___ Selected extract
Whatever else the controversial Office of Professional Responsiblity report on Bush era torture authority means, it is an extraordinary paean to the dismaying proposition that lawyers will almost always bend over backwards to protect themselves and promote their clients' needs, no matter how constitutionally warped or extralegal they may be. What's worse, they'll continue to do it not just with the tacit permission of those clients but with their aid and abettance as well.



The final report, authored by a government lawyer, criticizes other government lawyers for their prior criticism and judgment of still more government lawyers. The net result is a love tap and not a hard rap for John Yoo and Jay Bybee, two former Office of Legal Counsel lawyers who disgraced themselves, their profession, and the country by ginning up legal arguments designed to secretly skirt federal prohibitions against torture. Not only will these men and others never be held fully accountable in a court of law for their transgressions, not only will the American people never fully know the truth about what they did and why, the official view of the United States now is that their "poor judgment" didn't even rise to the fairly tepid level of "professional misconduct" warranting civil sanctions.
______
**Requirements**
(1) Condense the paragraph of the commentary on the torture report that begins "The final report, authored by a government lawyer" into a short bulleted list that keeps its main facts.
(2) According to the commentary on the torture report, how did John Yoo and Jay Bybee disgrace themselves, their profession, and the country? Answer in one to three sentences.
(3) Resume the commentary on the torture report after its final sentence.
___ Records supplied
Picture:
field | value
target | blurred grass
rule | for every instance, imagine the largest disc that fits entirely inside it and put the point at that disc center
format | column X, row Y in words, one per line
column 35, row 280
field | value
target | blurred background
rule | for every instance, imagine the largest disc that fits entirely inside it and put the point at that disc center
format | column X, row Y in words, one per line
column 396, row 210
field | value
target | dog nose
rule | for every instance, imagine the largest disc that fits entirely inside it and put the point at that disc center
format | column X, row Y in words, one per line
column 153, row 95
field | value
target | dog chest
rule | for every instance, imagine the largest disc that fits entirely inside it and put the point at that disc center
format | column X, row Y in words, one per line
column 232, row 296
______
___ Records supplied
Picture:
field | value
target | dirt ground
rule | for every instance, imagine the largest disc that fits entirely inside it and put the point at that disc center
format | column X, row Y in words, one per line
______
___ Records supplied
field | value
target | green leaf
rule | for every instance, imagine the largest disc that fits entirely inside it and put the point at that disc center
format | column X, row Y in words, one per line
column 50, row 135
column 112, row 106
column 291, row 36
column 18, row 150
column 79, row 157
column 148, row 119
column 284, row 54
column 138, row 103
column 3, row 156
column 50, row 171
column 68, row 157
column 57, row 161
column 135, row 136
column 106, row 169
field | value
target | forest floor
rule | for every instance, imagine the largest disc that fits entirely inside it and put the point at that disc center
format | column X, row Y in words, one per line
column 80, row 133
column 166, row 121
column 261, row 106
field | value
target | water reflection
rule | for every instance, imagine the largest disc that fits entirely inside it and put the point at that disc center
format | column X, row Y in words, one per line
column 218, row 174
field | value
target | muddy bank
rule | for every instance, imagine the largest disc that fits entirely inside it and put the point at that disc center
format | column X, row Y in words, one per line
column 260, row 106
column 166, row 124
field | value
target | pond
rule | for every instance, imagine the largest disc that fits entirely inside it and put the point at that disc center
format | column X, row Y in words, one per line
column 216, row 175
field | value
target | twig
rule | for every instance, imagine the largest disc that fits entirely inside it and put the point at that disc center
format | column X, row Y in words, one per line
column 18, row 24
______
**Responses**
(1)
- The final report, written by a government lawyer, criticizes other government lawyers for their earlier criticism and judgment of still more government lawyers.
- The outcome is "a love tap and not a hard rap" for John Yoo and Jay Bybee, two former Office of Legal Counsel lawyers.
- They devised legal arguments meant to secretly get around federal prohibitions against torture.
- They and others will never be held fully accountable in a court of law, and the American people will never fully learn what they did and why.
- The official U.S. view is that their "poor judgment" did not amount to "professional misconduct" warranting civil sanctions.

(2) They disgraced themselves, their profession, and the country by devising legal arguments designed to secretly get around federal prohibitions against torture.

(3)
David Margolis, the Associated Deputy Attorney General who signed the final OPR report, has earned both scorn and praise for his judgment and conclusions. From me, he'll get neither. The fault lies not in his analysis--which is reasonable--or in the politics of the matter--which is putrid--but in the self-sustaining, self-protecting nature of lawyers, clients and government. Remember, the OPR isn't a genuine check and balance against the excesses of executive branch lawyers; the OPR is the executive branch. And the people who run the OPR are lawyers. Should we really be surprised then that the final result here is so desultory compared with the startlingly destructive analysis which spawned it?

Margolis let Yoo and Bybee off the hook in part because he determined that the OPR didn't have clearly defined standards about what constitutes misconduct on the part of government lawyers. You can't be faulted for failing to follow a standard that didn't exist when you acted, Margolis concluded, echoing arguments made both by Yoo and Bybee in their "defense" submissions. But how, you might reasonably ask, could the OPR after all these years not have such defined misconduct standards?  

How indeed. The moving parts here--the White House, the Justice Department, the OLC and the OPR--all have great incentives to leave muddy the definition of what constitutes "professional misconduct" on the part of government lawyers. No one in power knows for sure if and when they'll want or need their own government lawyer to cheat the rule of law in the future to achieve a political, diplomatic or military goal. So much of official Washington--the biggest client in the country--is naturally delighted and relieved to be able to fall back on Margolis's rationale. This is so even though the takeaway from the OPR report is really just an old judge's trick in disguise: you criticize the substance of the act while exonerating the accused based upon some procedural defect.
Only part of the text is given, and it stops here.